◆ TEXTPASSAGE:
-------------------------
Wochenbericht, 19.11. bis 25.11.2012

Die Nahostberichterstattung österreichischer Medien wurde in der vergangenen Woche klar von zwei Themen dominiert: Einerseits ging der achttägige Krieg zwischen der palästinensischen Hamas im Gazastreifen und Israel am Mittwoch mit der Vereinbarung einer Waffenruhe zu Ende. Andererseits unternahm Ägyptens Präsident, der Moslembruder Mohammed Mursi, einen weiteren Versuch, die Beschränkungen abzuschaffen, welche die Justiz bislang seiner Machtausübung auferlegte. Keine zwei Jahre nach dem Sturz Hosni Mubaraks hat das Land am Nil einen neuen Diktator.
-------------------------
◆ VORLIEGENDE DATENSÄTZE:
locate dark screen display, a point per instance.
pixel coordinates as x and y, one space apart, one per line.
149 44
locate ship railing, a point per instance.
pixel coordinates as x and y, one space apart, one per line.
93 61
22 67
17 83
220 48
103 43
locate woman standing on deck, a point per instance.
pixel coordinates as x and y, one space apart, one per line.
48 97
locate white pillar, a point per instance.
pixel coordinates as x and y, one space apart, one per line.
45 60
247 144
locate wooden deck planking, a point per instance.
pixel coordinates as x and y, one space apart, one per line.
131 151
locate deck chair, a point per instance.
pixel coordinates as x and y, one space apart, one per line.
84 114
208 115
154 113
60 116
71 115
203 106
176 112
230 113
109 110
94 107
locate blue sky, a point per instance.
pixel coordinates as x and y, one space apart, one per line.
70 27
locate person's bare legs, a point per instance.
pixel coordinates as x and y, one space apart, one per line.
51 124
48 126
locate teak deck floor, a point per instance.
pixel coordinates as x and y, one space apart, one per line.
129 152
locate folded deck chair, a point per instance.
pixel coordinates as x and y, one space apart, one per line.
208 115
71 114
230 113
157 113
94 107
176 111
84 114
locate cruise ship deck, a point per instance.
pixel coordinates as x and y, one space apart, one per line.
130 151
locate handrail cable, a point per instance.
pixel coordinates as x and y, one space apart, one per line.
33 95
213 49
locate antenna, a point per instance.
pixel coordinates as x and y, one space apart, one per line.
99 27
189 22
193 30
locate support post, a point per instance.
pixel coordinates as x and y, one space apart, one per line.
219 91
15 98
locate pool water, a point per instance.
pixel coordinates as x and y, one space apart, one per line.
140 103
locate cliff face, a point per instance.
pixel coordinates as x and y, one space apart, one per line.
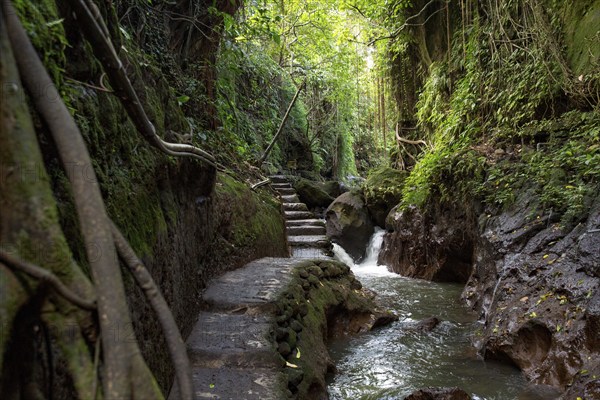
533 282
184 220
505 198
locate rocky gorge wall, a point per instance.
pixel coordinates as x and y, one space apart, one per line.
534 283
187 222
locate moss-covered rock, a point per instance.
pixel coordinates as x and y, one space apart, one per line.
312 194
316 313
383 191
349 224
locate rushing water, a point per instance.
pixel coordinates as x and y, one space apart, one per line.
393 361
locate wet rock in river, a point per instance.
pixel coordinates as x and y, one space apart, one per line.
426 325
439 394
349 224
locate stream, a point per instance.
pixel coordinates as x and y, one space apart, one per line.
393 361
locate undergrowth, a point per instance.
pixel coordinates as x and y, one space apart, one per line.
505 113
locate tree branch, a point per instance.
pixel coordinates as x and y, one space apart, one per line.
120 356
281 125
106 53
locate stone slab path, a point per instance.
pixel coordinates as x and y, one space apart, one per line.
232 347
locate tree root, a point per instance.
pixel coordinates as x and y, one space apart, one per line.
121 358
106 53
175 343
46 276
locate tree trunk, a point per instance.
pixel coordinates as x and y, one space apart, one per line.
29 230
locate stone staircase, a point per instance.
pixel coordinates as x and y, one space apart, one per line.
231 346
306 234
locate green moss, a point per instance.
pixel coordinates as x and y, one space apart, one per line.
383 187
249 219
45 29
582 35
317 289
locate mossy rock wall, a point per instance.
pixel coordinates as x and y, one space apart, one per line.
382 191
185 222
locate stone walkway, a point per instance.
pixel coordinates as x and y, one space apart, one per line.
232 346
306 234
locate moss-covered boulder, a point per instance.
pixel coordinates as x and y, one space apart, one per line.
349 224
312 193
323 301
382 191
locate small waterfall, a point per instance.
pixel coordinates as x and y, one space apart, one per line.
369 265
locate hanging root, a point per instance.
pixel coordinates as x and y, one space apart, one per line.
175 342
121 358
95 33
46 276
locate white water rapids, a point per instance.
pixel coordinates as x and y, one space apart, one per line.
393 361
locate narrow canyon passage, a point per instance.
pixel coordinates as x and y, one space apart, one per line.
393 361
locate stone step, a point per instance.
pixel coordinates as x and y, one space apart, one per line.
306 230
254 286
294 215
310 252
225 383
231 340
279 179
286 191
290 198
317 241
305 222
295 207
280 185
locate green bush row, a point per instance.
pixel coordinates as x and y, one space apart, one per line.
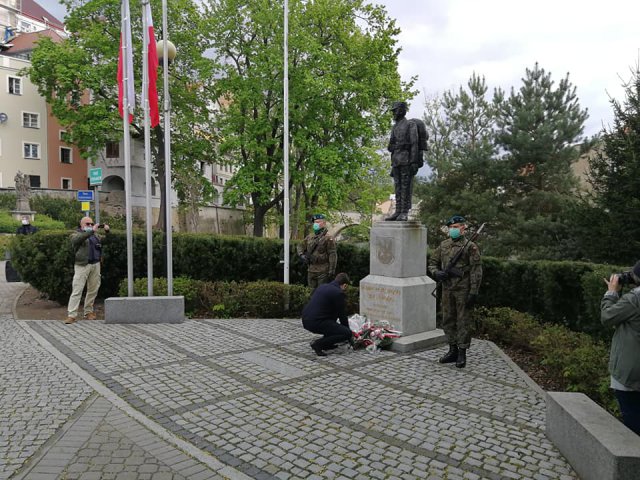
46 260
565 293
9 224
261 299
573 360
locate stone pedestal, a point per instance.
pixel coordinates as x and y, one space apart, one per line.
397 288
169 309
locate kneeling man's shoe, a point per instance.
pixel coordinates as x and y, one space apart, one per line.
461 362
318 350
451 356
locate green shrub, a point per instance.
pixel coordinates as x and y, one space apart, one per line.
8 201
577 361
507 326
9 224
573 360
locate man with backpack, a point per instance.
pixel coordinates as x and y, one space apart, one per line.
408 141
87 246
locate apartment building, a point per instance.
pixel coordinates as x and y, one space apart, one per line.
31 138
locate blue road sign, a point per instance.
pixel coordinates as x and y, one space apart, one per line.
85 196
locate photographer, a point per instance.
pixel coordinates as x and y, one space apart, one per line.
623 313
86 270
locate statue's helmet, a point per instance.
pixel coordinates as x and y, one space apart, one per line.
398 105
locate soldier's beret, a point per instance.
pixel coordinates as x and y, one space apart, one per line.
456 219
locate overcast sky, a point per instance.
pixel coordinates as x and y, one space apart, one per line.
444 41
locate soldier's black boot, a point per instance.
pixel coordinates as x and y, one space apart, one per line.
451 356
462 358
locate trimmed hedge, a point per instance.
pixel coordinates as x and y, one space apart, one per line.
574 360
566 293
261 299
46 260
9 224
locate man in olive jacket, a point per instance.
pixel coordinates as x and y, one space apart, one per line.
318 251
623 313
86 270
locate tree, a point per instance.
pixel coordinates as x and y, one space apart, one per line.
343 69
84 66
614 175
540 137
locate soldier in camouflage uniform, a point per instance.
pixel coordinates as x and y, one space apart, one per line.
318 251
460 286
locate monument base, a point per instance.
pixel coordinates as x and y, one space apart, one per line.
406 303
419 341
144 310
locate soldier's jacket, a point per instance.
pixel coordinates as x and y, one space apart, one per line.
469 262
403 143
320 250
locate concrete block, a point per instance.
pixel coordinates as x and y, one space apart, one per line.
596 444
144 309
406 303
419 341
398 249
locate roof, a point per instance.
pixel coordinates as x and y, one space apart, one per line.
31 8
25 42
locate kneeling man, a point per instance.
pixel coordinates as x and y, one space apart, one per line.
328 304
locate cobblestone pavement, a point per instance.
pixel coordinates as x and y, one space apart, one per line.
244 398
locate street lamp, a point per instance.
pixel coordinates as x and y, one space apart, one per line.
166 53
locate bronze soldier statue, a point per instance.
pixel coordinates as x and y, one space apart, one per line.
318 251
406 148
460 285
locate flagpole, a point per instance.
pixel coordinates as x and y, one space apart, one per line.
167 149
126 111
286 142
147 144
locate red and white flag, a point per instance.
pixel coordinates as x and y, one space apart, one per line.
152 56
125 64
-------------------------
◆ SCHRIFTLICHE ANWEISUNG 1: Zitieren Sie aus dem Wochenbericht zur Nahostberichterstattung den Abschnitt zwischen „Die Nahostberichterstattung österreichischer“ und „einen neuen Diktator.“, beide eingeschlossen.
◆ SCHRIFTLICHE ANWEISUNG 2: Schreiben Sie den Wochenbericht zur Nahostberichterstattung im Anschluss an seinen letzten Satz weiter.

◆ SCHRIFTLICHE ANTWORT 1:
Die Nahostberichterstattung österreichischer Medien wurde in der vergangenen Woche klar von zwei Themen dominiert: Einerseits ging der achttägige Krieg zwischen der palästinensischen Hamas im Gazastreifen und Israel am Mittwoch mit der Vereinbarung einer Waffenruhe zu Ende. Andererseits unternahm Ägyptens Präsident, der Moslembruder Mohammed Mursi, einen weiteren Versuch, die Beschränkungen abzuschaffen, welche die Justiz bislang seiner Machtausübung auferlegte. Keine zwei Jahre nach dem Sturz Hosni Mubaraks hat das Land am Nil einen neuen Diktator.

◆ SCHRIFTLICHE ANTWORT 2:
Allgemeiner Überblick

In der vergangenen Woche erschienen in den von MENA systematisch ausgewerteten österreichischen Tageszeitungen insgesamt 248 Beiträge mit Bezug zu Nordafrika und dem Nahen Osten:

Wochenbericht, 19.11. bis 25.11.2012

Die Nahostberichterstattung österreichischer Medien blieb somit im Wesentlichen auf dem zahlenmäßig hohen Niveau der Vorwoche. Wie dominierend die beiden oben erwähnten Spitzenthemen der Woche, der Gaza-Krieg und der Griff des ägyptischen Präsidenten nach der uneingeschränkten Macht im Staate, waren, wird an der folgenden Grafik deutlich:

Wochenbericht Tabellen - Wochenbericht - 26Nov12 - Tab2

Bevor wir uns im Folgenden auf die Bilanzen konzentrieren, die in den Medien zum Ende des Gaza-Krieges gezogen wurden, wollen wir zuvor noch kurz auf den Machtkampf eingehen, der sich aktuell in Ägypten abspielt.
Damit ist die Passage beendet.